(Saved data entries)

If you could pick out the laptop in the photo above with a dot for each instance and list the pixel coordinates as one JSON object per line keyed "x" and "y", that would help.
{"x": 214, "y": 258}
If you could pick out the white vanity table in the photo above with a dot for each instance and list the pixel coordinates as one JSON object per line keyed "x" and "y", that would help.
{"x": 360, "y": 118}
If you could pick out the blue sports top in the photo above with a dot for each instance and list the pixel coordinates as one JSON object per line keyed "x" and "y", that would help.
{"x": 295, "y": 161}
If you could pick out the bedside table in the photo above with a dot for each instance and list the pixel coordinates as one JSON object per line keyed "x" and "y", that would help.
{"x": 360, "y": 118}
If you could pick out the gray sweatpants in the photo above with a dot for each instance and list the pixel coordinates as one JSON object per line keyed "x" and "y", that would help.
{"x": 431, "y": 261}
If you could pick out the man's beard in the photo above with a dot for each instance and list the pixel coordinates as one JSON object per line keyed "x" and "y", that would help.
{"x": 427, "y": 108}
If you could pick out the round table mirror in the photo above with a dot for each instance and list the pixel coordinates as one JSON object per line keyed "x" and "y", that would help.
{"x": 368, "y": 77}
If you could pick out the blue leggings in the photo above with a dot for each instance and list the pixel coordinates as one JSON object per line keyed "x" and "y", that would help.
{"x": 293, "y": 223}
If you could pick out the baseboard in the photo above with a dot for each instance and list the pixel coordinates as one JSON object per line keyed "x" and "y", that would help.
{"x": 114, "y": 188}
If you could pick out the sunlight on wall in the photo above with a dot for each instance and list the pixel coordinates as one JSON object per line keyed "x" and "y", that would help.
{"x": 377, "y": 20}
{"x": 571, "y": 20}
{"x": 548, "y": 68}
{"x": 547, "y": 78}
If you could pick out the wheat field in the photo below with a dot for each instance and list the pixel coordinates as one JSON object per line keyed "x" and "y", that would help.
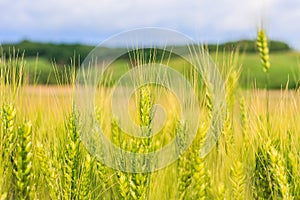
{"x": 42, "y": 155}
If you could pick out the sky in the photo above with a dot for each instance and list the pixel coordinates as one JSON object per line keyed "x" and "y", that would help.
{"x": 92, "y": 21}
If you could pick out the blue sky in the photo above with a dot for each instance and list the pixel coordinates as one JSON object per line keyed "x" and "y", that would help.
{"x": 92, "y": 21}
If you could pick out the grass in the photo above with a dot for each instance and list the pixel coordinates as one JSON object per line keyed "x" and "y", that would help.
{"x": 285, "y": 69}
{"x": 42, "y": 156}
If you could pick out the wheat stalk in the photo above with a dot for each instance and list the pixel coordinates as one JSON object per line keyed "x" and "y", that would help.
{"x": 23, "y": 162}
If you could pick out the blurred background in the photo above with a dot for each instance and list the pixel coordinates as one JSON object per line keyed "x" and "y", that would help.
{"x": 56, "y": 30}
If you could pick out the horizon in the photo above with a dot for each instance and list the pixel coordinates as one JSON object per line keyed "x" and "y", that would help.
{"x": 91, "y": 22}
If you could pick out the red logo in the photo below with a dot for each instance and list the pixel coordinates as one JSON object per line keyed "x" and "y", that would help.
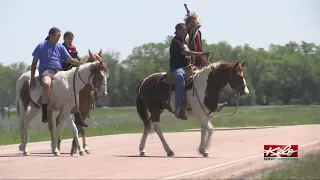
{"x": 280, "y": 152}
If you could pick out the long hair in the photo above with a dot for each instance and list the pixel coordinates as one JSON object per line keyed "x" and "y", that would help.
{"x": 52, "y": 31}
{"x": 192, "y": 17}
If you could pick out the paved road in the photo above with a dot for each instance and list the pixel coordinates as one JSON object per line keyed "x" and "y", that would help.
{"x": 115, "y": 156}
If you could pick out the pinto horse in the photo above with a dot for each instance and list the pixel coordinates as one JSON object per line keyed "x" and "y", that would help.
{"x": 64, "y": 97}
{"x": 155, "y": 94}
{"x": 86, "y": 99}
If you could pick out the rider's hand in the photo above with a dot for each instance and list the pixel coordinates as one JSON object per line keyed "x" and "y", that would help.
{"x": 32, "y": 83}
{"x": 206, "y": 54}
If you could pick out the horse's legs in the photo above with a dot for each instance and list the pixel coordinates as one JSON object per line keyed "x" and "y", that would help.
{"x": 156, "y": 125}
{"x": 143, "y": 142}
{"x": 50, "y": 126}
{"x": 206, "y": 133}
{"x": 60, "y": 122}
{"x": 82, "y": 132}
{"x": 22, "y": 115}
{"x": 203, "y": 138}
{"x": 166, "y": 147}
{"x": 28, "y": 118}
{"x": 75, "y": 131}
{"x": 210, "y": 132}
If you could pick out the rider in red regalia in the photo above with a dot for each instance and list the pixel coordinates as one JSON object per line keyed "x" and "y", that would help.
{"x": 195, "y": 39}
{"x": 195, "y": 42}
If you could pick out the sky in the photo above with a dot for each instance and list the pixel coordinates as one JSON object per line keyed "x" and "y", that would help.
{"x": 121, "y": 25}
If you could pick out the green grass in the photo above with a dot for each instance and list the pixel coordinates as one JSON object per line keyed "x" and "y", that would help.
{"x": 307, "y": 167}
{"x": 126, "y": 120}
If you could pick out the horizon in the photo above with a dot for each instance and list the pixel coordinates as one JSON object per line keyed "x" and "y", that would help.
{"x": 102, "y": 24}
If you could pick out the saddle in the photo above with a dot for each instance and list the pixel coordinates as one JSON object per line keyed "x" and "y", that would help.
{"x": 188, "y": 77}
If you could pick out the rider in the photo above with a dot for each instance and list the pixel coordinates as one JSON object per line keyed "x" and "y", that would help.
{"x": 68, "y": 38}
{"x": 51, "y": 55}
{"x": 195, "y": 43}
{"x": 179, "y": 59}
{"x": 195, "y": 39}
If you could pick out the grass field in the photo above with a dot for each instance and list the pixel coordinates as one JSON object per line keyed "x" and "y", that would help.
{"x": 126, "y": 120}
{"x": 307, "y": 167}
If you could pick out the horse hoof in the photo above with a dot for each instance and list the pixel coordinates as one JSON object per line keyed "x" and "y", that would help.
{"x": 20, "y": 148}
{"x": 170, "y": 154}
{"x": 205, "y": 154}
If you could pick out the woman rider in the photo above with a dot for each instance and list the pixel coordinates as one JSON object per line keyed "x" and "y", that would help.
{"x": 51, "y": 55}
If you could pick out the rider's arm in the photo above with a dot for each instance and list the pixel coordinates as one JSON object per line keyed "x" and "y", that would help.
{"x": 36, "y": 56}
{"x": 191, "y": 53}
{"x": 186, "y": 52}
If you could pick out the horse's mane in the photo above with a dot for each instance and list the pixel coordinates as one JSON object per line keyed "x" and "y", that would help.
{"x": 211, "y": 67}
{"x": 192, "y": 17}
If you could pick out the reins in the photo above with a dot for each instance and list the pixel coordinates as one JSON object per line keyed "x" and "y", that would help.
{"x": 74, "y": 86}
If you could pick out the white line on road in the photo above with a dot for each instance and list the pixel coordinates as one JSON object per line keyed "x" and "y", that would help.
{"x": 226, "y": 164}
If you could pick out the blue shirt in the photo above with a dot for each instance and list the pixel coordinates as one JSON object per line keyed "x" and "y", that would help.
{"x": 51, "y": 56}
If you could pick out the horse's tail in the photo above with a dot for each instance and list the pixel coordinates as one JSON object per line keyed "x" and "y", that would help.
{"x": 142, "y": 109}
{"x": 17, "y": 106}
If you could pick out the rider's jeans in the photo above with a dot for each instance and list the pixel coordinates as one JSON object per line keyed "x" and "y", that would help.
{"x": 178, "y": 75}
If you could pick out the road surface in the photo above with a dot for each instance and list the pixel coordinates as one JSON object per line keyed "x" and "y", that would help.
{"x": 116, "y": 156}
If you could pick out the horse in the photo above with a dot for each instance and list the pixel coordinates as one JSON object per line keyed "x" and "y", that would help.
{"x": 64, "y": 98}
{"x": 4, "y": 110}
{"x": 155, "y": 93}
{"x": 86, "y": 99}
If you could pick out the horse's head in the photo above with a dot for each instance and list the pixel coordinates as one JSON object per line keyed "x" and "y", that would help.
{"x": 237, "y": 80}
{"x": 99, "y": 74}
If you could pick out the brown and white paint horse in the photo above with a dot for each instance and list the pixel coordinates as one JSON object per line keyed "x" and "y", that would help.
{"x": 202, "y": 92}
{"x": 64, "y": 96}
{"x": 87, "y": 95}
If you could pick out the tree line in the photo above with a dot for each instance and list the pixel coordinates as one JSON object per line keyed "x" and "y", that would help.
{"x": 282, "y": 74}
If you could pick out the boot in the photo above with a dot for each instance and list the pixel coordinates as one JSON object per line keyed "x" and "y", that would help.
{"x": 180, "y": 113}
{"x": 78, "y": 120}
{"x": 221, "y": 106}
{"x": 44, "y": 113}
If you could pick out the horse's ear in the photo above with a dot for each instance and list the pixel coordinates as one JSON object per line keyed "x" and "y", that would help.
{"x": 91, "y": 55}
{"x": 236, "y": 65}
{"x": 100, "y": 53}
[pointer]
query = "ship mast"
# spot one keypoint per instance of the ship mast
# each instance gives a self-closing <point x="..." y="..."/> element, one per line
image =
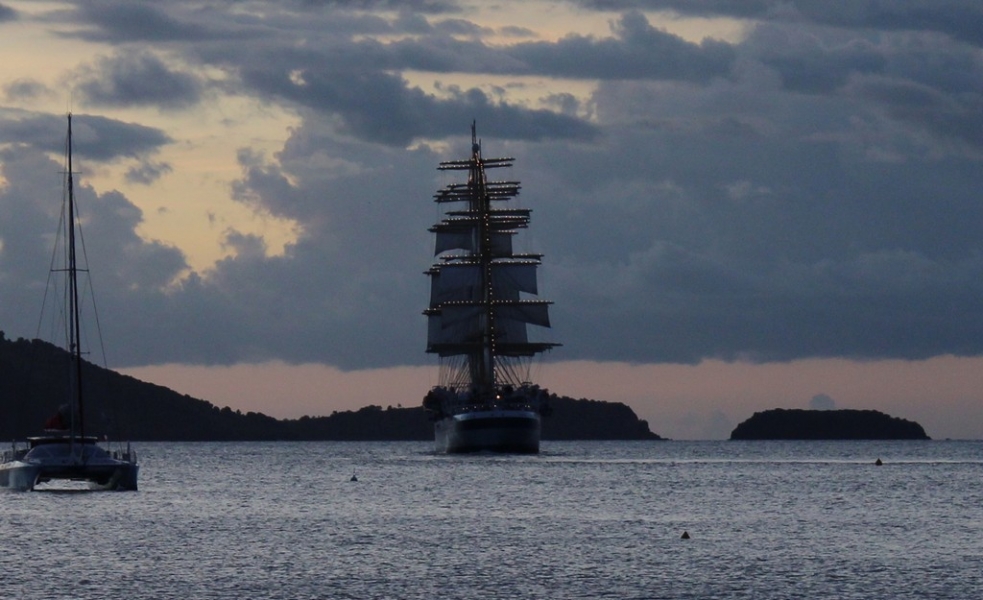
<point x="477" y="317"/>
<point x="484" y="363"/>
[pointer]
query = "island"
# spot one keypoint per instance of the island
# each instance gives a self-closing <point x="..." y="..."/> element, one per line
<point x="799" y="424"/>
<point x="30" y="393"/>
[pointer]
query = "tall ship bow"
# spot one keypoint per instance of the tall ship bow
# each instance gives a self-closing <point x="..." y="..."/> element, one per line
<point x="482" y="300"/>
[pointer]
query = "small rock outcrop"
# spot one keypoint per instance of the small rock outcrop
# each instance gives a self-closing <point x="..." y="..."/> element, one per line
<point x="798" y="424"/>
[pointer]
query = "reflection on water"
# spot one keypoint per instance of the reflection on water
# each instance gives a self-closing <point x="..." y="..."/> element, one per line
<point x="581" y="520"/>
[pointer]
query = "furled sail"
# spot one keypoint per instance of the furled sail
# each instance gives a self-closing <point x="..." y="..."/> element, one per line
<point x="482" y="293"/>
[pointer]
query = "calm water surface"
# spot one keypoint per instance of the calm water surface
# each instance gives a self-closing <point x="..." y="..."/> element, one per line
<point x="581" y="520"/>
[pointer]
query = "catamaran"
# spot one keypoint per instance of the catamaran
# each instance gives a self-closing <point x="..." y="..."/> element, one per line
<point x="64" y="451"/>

§ What you need to do:
Search the entries for the string "outcrop" and return each line where it turns up.

§ Solution for this problem:
query = "small rock outcrop"
# spot one keypoint per instance of the small rock outcrop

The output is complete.